EXERCISE —
Write out the data below in full. Keep it exact.

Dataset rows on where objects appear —
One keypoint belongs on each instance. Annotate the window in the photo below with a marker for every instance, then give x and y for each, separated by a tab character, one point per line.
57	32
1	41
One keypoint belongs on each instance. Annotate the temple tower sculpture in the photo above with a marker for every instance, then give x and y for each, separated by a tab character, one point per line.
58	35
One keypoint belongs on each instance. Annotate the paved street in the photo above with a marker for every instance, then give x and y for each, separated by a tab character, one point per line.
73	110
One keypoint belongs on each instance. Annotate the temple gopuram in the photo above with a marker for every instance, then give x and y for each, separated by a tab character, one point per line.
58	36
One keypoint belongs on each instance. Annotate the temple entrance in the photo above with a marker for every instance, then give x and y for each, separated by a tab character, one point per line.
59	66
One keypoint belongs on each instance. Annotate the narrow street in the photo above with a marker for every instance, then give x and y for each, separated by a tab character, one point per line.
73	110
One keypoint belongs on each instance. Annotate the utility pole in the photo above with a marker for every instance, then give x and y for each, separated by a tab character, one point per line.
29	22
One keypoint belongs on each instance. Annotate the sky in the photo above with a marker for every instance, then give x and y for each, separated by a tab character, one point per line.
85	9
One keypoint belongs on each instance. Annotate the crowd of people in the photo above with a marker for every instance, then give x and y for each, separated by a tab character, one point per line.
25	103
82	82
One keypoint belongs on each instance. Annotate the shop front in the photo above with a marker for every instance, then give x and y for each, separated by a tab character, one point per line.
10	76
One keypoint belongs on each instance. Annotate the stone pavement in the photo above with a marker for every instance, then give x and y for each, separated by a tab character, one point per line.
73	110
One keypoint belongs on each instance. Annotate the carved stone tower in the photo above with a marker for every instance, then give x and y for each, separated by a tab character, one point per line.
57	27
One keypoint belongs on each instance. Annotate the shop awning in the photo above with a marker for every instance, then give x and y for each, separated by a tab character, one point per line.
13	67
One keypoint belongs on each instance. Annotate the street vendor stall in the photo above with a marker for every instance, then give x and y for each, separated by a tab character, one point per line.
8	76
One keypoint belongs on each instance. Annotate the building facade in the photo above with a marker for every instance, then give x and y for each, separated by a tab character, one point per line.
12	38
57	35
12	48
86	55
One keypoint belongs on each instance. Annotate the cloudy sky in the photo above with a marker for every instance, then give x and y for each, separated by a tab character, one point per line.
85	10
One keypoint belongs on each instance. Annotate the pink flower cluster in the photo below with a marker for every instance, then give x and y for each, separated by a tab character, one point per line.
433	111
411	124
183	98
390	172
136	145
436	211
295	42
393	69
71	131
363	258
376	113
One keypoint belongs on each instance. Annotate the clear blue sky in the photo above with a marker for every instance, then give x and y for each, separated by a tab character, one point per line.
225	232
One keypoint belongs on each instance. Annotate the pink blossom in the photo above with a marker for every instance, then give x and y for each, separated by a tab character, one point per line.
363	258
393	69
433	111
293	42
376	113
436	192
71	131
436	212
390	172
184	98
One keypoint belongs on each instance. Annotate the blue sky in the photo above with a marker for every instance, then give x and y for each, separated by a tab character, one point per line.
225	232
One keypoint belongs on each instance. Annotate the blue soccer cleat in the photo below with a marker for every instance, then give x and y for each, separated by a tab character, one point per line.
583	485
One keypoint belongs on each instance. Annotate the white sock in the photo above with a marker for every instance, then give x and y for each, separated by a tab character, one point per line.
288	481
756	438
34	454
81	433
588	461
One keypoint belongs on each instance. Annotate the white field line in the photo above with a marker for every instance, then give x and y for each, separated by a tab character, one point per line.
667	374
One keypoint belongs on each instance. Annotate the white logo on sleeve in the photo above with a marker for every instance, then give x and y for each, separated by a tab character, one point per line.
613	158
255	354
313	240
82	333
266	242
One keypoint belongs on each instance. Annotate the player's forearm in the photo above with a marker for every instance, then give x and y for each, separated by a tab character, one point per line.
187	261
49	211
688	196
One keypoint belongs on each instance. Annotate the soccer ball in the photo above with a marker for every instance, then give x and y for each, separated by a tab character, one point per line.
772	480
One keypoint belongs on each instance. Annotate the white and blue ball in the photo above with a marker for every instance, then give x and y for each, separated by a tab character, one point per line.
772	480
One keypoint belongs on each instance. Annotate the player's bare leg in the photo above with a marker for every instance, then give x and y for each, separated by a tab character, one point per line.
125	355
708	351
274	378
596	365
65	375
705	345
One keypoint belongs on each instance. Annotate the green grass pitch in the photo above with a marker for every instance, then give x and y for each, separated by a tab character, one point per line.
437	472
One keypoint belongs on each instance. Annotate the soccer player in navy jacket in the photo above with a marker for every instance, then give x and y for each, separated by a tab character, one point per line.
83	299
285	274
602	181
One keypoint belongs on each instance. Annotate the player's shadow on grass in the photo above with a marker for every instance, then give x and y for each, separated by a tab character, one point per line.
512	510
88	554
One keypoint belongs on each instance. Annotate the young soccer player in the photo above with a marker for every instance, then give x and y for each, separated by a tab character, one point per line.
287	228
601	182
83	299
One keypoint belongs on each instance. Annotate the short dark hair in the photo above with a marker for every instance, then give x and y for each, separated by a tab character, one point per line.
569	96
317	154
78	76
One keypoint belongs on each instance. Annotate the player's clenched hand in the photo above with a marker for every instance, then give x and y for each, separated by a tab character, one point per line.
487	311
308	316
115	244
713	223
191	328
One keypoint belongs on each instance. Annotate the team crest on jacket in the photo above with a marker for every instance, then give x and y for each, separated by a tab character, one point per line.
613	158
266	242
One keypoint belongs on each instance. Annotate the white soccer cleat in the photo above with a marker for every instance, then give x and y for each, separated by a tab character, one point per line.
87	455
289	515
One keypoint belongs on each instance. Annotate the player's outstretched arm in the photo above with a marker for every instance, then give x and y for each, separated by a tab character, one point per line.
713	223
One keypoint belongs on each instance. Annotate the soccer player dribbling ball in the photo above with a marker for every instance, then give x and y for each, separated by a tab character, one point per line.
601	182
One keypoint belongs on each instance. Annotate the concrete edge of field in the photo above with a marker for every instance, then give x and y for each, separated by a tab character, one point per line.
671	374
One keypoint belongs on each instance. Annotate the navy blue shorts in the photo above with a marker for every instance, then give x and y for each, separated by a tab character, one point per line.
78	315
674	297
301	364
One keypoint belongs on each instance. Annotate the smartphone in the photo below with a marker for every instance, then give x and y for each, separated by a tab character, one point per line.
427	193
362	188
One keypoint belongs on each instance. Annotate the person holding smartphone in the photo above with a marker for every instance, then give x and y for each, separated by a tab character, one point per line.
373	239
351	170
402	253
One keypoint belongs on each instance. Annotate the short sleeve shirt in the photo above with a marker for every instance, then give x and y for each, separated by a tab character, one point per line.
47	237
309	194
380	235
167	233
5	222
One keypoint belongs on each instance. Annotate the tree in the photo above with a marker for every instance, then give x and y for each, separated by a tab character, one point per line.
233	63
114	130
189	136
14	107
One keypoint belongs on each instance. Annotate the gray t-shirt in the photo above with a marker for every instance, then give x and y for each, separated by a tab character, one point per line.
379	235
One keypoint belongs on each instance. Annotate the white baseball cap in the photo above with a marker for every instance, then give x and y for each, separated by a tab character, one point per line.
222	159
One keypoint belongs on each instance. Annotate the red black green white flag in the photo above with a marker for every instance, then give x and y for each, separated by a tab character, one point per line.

TASK RESULT —
One keypoint belongs on each instance. Annotate the window in the photo below with a marker for every instance, then give x and y for each, separated by a tab character, one point per line.
57	32
1	41
One keypoint belongs on each instance. Annotate the temple tower sculpture in the photo above with a marker for every instance, then give x and y for each, separated by a tab character, one point per line.
58	35
One keypoint belongs on each instance. Annotate the paved street in the photo above with a marker for every instance, then give x and y for each, separated by a tab character, one point per line.
73	110
One keypoint belongs on each instance. Annotate the temple gopuram in the photo above with a marker for every instance, then give x and y for each, separated by a tab character, one point per line.
58	36
One keypoint belongs on each instance. Annotate the temple entrance in the photo above with a marker for every instance, then give x and y for each, separated by a tab character, one point per line.
59	66
One keypoint belongs on each instance. Annotate the narrow street in the photo above with a marker for every instance, then give x and y for each, separated by a tab character, one point per line.
73	110
One keypoint belongs on each instance. Annotate the utility pole in the photo above with a marker for every instance, then give x and y for each, separated by a tab character, one point per line.
29	22
One keypoint belongs on each instance. Annotate the sky in the photo above with a marker for every instance, then give x and y for each, separated by a tab character, one point per line.
85	9
One keypoint belongs on each instance. Annotate the crowd of people in the photo above with a marker for every instance, then give x and y for each, separated by a tab character, one point per line.
25	103
82	82
One keypoint belongs on each instance. Annotate the shop front in the photo above with a marker for every instance, then give x and y for each, separated by a tab character, one point per line.
10	76
One keypoint belongs on each instance. Annotate the stone pavement in the photo above with a marker for every instance, then give x and y for each, separated by a tab character, one point per line.
73	110
One keypoint belongs on each instance. Annotate the carved stone tower in the photo above with a marker for every instance, then give x and y for each, separated by a tab character, one point per line.
57	27
One keypoint belongs on each instance. Annotate the shop awning in the photo above with a marker for every instance, then give x and y for each, separated by a tab character, one point per line.
13	67
One keypoint belongs on each instance. Annotate the street vendor stall in the photo above with a marker for every instance, then give x and y for each, separated by a tab character, one point per line.
8	76
One keypoint belongs on each instance. Annotate the building facade in the photo above with a marker for every instance, then give x and y for each, separated by a tab character, one point per line.
12	38
57	35
12	48
86	55
One keypoint belongs on each instance. Annotate the cloudy sky in the photo above with a marker for every instance, then give x and y for each, separated by a tab character, one point per line.
85	10
One keypoint belongs on each instance. Annotate the pink flower cluster in the photo below with a marker for every instance, then give x and y for each, separated by a tab character, one point per line.
433	111
411	124
183	98
390	172
136	145
436	211
295	42
393	69
71	131
363	258
376	113
One keypoint belongs on each instance. Annotate the clear blue sky in the photo above with a marker for every instance, then give x and y for each, separated by a tab character, one point per line.
225	232
One keypoint belongs on each instance. Annotate the pink blossom in the photo above with a marker for every instance, then give x and y for each, separated by a tab character, one point per line.
363	258
393	69
433	111
293	42
376	113
436	192
71	131
436	212
390	172
184	98
One keypoint belongs on each instance. Annotate the blue sky in the photo above with a marker for every instance, then give x and y for each, separated by a tab character, one point per line.
225	232
One keypoint belongs on each instance. Annotate the blue soccer cleat in the photo below with a marker for every instance, then give x and y for each, separated by a tab character, one point per line.
583	485
One keypoint belongs on each instance. Annotate the white sock in the photo above with a marker for every instance, then give x and y for each, separated by a tab character, one point per line.
288	481
756	438
34	454
81	433
588	461
One keypoint belongs on each instance. Annotate the white field line in the photo above with a marker for every instance, then give x and y for each, separated by a tab character, one point per line.
667	374
One keypoint belongs on each instance. Annotate the white logo on sleeve in the photo above with a marker for every instance, then give x and y for each, separated by a tab character, one point per line.
613	158
255	354
313	240
82	333
266	242
One keypoint belongs on each instance. Annotate the player's forearm in the photo above with a marker for every instance, then give x and y for each, separated by a tab character, one point per line.
187	261
49	211
688	196
One keypoint belongs on each instance. Annotate the soccer ball in the photo above with a marker for every instance, then give x and y for each, separated by a tab character, one point per line.
772	480
One keypoint belongs on each instance. Annotate the white and blue ball in the photo above with a marker for every instance, then give x and y for each, separated by a tab character, one point per line.
772	480
One keypoint belongs on each instance. Annotate the player's bare leg in the photo above with a marker for every instance, then give x and y for each, separated by a tab character, one point per line.
125	355
708	351
274	378
596	365
65	375
705	345
One keypoint belongs on each instance. Annotate the green grass pitch in the photo above with a marker for every instance, then give x and y for each, separated by a tab character, one point per line.
437	472
One keypoint belongs on each instance. Annotate the soccer player in navy jacket in the photo above with a marker for every instance, then give x and y for each, separated by a tab character, one point per line.
83	299
285	274
602	181
One keypoint belongs on each instance. Annotate the player's shadow on grass in the photo above with a marker for every instance, then give x and y for each, separated by a tab character, one point per line.
512	510
88	554
One keypoint belongs on each instance. Annotate the young soccer player in the photo above with a marker for every instance, then give x and y for each, separated by a tab character, one point per line.
287	228
601	182
83	299
One keypoint belongs on each instance. Annotate the short dark hair in the photo above with a marker for every instance, then give x and y for each, separated by a tab character, one point per line.
569	96
317	154
78	76
One keypoint belongs on each instance. Annotate the player's clenched hand in the photo above with a marker for every instance, then give x and y for each, separated by a tab character, one point per line.
487	311
308	316
115	244
713	223
191	328
One keypoint belongs on each instance. Annotate the team crest on jacket in the photo above with a marker for every instance, then give x and y for each, separated by a tab character, one point per line.
613	158
266	242
One keypoint belongs on each instance. Annotate the white soccer cleat in the photo above with a marker for every instance, then give x and y for each, separated by a tab character, one point per line.
87	455
289	515
One keypoint belongs on each instance. Annotate the player's outstretched arm in the photo above with a marker for every instance, then give x and y for each, separated by a tab character, one point per line.
713	223
One keypoint belongs on each instance. Annotate the soccer player dribbling ball in the photo above with a marker for every instance, then give x and y for each, separated by a tab character, one point per line.
601	182
One keypoint belongs on each instance. Annotate the concrete edge of field in the photo above with a marker for every instance, then give x and y for each, separated by a tab character, one point per line.
671	374
One keypoint belongs on each instance. Annotate the navy blue shorts in the photo above with a marker for every instance, then give x and y for each, separated by a tab character, one point per line.
78	315
674	297
301	364
One keypoint belongs on each instance. Annotate the smartphone in the photo below with a marker for every instance, then give x and y for each, separated by a tab character, one point per line.
427	193
362	188
One keypoint belongs on each instance. Annotate the person holding smartphone in the photo above with a marker for every instance, then give x and y for each, separated by a tab character, one point per line.
373	239
351	170
402	253
One keypoint belongs on each instance. Annotate the short sleeve shirt in the photo above with a marker for every instance, then give x and y for each, separated by a tab character, one point per line.
47	237
309	194
380	235
167	233
5	222
One keypoint belongs on each instance. Annotate the tree in the photo above with a marker for every instance, then give x and y for each, separated by a tab character, one point per line.
233	63
114	130
189	136
14	107
One keypoint belongs on each instance. Annotate the gray t-shirt in the photo above with a marker for every instance, then give x and y for each, separated by a tab character, one point per line.
379	235
One keypoint belongs on each instance. Annotate the white baseball cap in the photo above with a marker for every instance, then give x and y for each, separated by a tab character, one point per line.
222	159
One keypoint belongs on each instance. Annotate the red black green white flag in the photo above with a marker for every instance, then give x and y for each, separated by a tab character, one point per line.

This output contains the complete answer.